Source records:
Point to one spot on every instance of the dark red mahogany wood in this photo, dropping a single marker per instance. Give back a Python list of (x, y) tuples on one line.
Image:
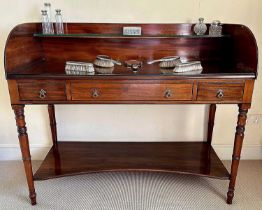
[(180, 157), (35, 70)]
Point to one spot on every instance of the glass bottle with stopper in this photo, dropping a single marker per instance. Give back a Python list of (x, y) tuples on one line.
[(200, 28), (59, 22), (49, 14), (215, 28), (45, 22)]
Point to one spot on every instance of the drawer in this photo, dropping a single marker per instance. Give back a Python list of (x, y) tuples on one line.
[(131, 92), (213, 91), (42, 90)]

DIRECTIONS:
Since pictures are not part of the copy, set down only the remaining data exactly.

RESULT BELOW:
Point to one spot on every instance of the dark red mahogany wood in this photo, dropping a single marker per instance. Give back a Python list of (x, y) tuples on one line.
Image:
[(180, 157), (35, 70)]
Point to one spot on every instance of the glass bottle with stopper in this photo, dropping a single marker per instance. Give back a Python list of (x, y) tuples on one line.
[(200, 28), (59, 22), (49, 14), (215, 28), (45, 22)]
Point to one spot on every instance of the drawer in this photo, dropping a single marker per instance. Give back a Python list of (x, y) tuples on one line.
[(131, 92), (213, 91), (42, 90)]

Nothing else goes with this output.